Activity → For each line of the data below that contains "baseball", return that line.

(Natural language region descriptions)
::::::
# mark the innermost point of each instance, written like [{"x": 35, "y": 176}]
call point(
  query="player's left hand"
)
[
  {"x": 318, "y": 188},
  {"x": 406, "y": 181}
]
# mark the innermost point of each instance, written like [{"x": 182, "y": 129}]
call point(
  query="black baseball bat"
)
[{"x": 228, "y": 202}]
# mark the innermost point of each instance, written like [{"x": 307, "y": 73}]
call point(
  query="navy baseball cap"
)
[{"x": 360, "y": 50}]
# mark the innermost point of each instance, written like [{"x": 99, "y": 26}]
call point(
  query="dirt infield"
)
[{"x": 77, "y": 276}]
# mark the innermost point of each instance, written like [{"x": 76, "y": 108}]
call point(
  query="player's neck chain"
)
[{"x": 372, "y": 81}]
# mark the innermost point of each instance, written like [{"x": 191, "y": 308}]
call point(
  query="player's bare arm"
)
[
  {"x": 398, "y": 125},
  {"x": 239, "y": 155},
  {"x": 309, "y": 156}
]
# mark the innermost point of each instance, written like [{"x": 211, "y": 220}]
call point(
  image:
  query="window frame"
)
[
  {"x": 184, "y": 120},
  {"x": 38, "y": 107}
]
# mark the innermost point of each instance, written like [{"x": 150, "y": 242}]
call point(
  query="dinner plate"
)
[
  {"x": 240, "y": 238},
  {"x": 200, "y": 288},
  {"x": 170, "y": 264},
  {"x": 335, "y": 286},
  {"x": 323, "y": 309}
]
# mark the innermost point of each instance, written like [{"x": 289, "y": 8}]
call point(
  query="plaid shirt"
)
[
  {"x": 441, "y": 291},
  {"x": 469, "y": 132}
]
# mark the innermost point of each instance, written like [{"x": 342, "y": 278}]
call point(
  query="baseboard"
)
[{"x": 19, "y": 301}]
::::::
Answer to the problem →
  query="black baseball bat"
  query="navy baseball cap"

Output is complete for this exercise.